> [STATED PROBLEM] Could you pick up the Coe Isaac Crawford biography below and carry it on from its last sentence?

> [PAGE EXTRACT]
........
Coe Isaac Crawford (January 14, 1858 – April 25, 1944) was an American attorney and politician from South Dakota.  He served as the sixth Governor and as a U.S. Senator.

Biography
A native of Volney, Iowa, Crawford graduated from the University of Iowa College of Law in 1882 and practiced law in Independence, Iowa before moving to Pierre, Dakota Territory in 1883. Active in politics as a Republican, Crawford served as Hughes County's prosecuting attorney in 1887 and 1888. In 1889, he was elected to the Territorial Council, the upper house of Dakota Territory's legislature.  After South Dakota achieved statehood in 1889, Crawford served in the South Dakota State Senate, and was Attorney General of South Dakota from 1893 to 1897.

In 1906, Crawford was the successful Republican nominee for governor, and he served from 1907 to 1909.  In 1908, he ran successfully for a seat in the U.S. Senate.  Crawford served one term, 1909 to 1915, and was an unsuccessful candidate for renomination in 1914.  After leaving the Senate, Crawford resumed practicing law in Huron, South Dakota.  He practiced until 1934, when he retired.  Crawford died in Yankton, South Dakota in 1944, and was buried at Oakland Cemetery in Iowa City, Iowa.

Early life and education
Crawford was born by Volney, in Allamakee County, Iowa. He attended the common schools and received additional instruction from a private tutor. In 1882, he graduated from the University of Iowa College of Law with a LL.B. degree. He began his practice in Independence, Iowa, moving to Pierre, in what was the Dakota Territory, in 1883. He was twice married; firstly to May Robinson and then to Lavinia Robinson. He had five children.

Career
He was the prosecuting attorney for Hughes County, South Dakota in 1887 and 1888. In 1889, he was elected to the Territorial Council, the upper house of the Dakota Territorial Legislature.
........
> [INFORMATION SHOWN]
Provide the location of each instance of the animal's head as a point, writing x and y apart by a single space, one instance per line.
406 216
........
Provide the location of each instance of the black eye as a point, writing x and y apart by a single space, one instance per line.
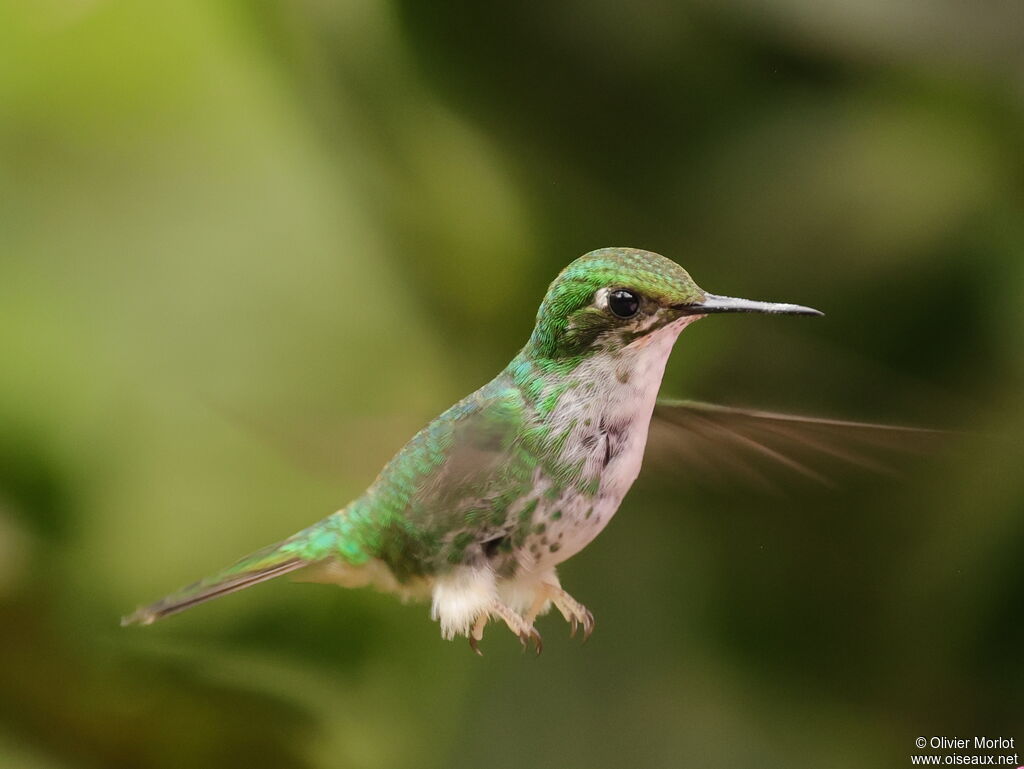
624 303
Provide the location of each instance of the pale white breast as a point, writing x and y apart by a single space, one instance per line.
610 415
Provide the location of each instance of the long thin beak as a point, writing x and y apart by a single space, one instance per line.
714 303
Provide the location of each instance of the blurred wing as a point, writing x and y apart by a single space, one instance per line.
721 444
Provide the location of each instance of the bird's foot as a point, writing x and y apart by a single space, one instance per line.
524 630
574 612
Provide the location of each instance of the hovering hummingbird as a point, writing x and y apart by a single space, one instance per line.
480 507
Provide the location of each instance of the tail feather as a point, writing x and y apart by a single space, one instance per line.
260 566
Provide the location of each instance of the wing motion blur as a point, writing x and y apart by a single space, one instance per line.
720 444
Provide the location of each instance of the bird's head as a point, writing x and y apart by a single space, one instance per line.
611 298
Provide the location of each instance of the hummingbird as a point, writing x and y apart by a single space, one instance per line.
........
> [TASK ANSWER]
When South Dakota was admitted as a state in 1889, he was elected as a member of the first South Dakota State Senate. He went on to serve as the state Attorney General from 1893 to 1897. He ran for the United States House of Representatives seat for South Dakota in 1896, but lost the election. He then moved to Huron, South Dakota, and served as an attorney for the Chicago & North Western Railway from 1897 to 1903, when he resigned.

He was elected as a Republican to the position of Governor of South Dakota in 1907, and served in that capacity through 1909. He ran for the United States Senate that year, and won the election. He served in the Senate through 1915, and lost his bid for renomination in 1914. He then returned to Huron and the practice of law until 1934, when he retired from active business and political life.

Death
He died in Yankton, South Dakota in 1944. His burial was in Oakland Cemetery, Iowa City, Iowa.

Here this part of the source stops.